It has been shown in the model in vitro that a fairly high basal level of autophagy activity is maintained in neurons, though the number of autophagosomes is small due to their rapid degradation (Boland et al., 2008). Our results in vivo are consistent with this statement and indicate that the autophagy process is highly intensive in the cells of the rat hippocampus. Despite the relatively low level of immunoreactivity to LC3 in the hippocampal neurons of the control group of animals, 1 day after chloroquine administration, the level of LC3 increased significantly; accumulation of this protein occurred due to inhibition of its degradation in lysosomes.
A fairly large number of studies indicate that the basal level of autophagy is extremely important for the normal functioning of neurons (Boland et al., 2008; Tooze, Schiavo, 2008). In particular, it was shown that, in animals with gene knockout atg5 or atg7 (autophagosome assembly genes), the number of protein inclusions in neurons increases and neurodegeneration develops (Hara et al., 2006; Komatsu et al., 2006). Defects at various stages of the autophagy process are associated with the progression of Parkinson’s, Huntington’s, and Alzheimer’s diseases (see Ghavami et al., 2014). Therefore, the study of autophagy process, as one of the main mechanism for maintaining homeostasis in neurons, is important, especially under the action of various kinds of extreme factors, including hypoxia.
In the present study, we found that, 1 day after SHH, the level of immunoreactivity to LC3 was reduced relative to the control in the CA1 and CA4 fields and the dentate gyrus of the hippocampus (Figs. 1a, 1c, 2a, 2c, 2d). In the CA3 field, the SHH did not affect the level of immunoreactivity to LC3 (Fig. 2b). Since the level of immunoreactivity to LC3 in the control group is rather low, it is difficult to evaluate its decrease after SHH. Therefore, in the experiment we used an additional group of animals, which were injected with chloroquine after exposure to SHH. There was a decrease in the level of immunoreactivity to LC3 in the CA1 and CA3 fields and the dentate gyrus of the hippocampus of rats in the SHH + chloroquine group relative to the comparison group (chloroquine) 1 day after SHH (Figs. 1c, 1d, 2a, 2b, 2d).
The observed difference in the level of immunoreactivity to LC3 between the chloroquine and SHH + chloroquine groups in these areas of the hippocampus, we believe, is due to the fact that the intensification of autophagic degradation processes begins early after the onset of SHH exposure, when the animals are in the hypobaric chamber. In addition, the effect of the chloroquine did not start immediately, but some time after the injection, in accordance with the pharmacokinetics of the drug (Adelusi and Salako, 1982). Thus, by the time when chloroquine entered the cells and blocked lysosomal degradation, the intensity of autophagy was increased by SHH and, therefore, the rate of LC3 decay increased and its content decreased. In the CA4 field of the hippocampus, no significant changes in immunoreactivity to LC3 were revealed 1 day after SHH (Fig. 2c).

**WHAT YOU HAVE TO DO**
From the hippocampus autophagy text, return the portion starting with "A fairly large" and going on through "factors, including hypoxia.", with no changes. Rely only on the hippocampus autophagy text.

**STORED DATA**
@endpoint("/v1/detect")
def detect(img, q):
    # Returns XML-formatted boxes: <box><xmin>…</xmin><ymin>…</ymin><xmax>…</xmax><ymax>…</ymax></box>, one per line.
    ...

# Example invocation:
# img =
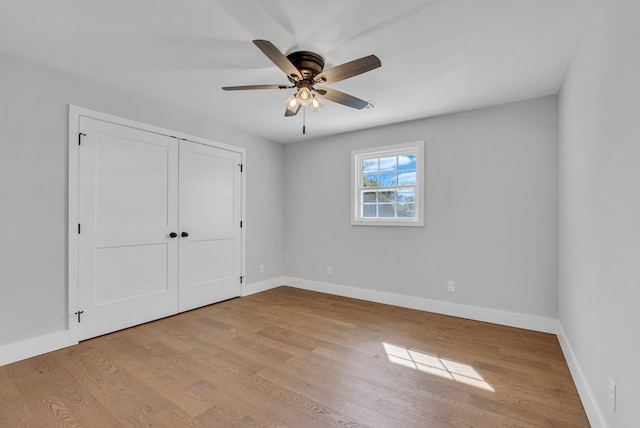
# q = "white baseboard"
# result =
<box><xmin>241</xmin><ymin>277</ymin><xmax>284</xmax><ymax>297</ymax></box>
<box><xmin>283</xmin><ymin>277</ymin><xmax>559</xmax><ymax>334</ymax></box>
<box><xmin>558</xmin><ymin>325</ymin><xmax>608</xmax><ymax>428</ymax></box>
<box><xmin>0</xmin><ymin>330</ymin><xmax>76</xmax><ymax>366</ymax></box>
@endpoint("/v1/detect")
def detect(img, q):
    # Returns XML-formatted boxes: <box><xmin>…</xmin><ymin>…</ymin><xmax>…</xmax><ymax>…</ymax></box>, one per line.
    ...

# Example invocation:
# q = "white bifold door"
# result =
<box><xmin>78</xmin><ymin>117</ymin><xmax>242</xmax><ymax>340</ymax></box>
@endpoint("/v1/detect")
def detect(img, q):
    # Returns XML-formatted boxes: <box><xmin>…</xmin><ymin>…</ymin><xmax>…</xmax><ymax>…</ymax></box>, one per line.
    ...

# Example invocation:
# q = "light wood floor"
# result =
<box><xmin>0</xmin><ymin>287</ymin><xmax>589</xmax><ymax>428</ymax></box>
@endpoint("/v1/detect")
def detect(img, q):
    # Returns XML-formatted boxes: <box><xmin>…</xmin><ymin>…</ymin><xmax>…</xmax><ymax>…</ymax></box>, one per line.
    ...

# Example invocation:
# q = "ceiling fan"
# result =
<box><xmin>222</xmin><ymin>40</ymin><xmax>382</xmax><ymax>117</ymax></box>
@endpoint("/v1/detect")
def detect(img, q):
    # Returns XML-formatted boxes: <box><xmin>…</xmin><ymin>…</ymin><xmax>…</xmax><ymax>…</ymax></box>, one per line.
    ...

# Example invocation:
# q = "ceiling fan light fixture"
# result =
<box><xmin>311</xmin><ymin>94</ymin><xmax>324</xmax><ymax>112</ymax></box>
<box><xmin>296</xmin><ymin>86</ymin><xmax>313</xmax><ymax>107</ymax></box>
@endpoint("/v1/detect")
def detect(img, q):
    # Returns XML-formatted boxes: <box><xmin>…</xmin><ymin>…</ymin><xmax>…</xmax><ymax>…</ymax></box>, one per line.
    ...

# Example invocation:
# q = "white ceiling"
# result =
<box><xmin>0</xmin><ymin>0</ymin><xmax>588</xmax><ymax>143</ymax></box>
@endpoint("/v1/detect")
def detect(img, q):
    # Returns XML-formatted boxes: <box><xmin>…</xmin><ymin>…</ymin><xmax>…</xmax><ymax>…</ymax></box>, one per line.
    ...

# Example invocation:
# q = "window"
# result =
<box><xmin>351</xmin><ymin>141</ymin><xmax>424</xmax><ymax>226</ymax></box>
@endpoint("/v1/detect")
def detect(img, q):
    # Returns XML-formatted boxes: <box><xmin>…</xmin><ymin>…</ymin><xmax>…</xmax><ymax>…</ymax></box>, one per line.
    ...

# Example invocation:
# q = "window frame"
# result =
<box><xmin>351</xmin><ymin>141</ymin><xmax>424</xmax><ymax>226</ymax></box>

**ANSWER AREA**
A fairly large number of studies indicate that the basal level of autophagy is extremely important for the normal functioning of neurons (Boland et al., 2008; Tooze, Schiavo, 2008). In particular, it was shown that, in animals with gene knockout atg5 or atg7 (autophagosome assembly genes), the number of protein inclusions in neurons increases and neurodegeneration develops (Hara et al., 2006; Komatsu et al., 2006). Defects at various stages of the autophagy process are associated with the progression of Parkinson’s, Huntington’s, and Alzheimer’s diseases (see Ghavami et al., 2014). Therefore, the study of autophagy process, as one of the main mechanism for maintaining homeostasis in neurons, is important, especially under the action of various kinds of extreme factors, including hypoxia.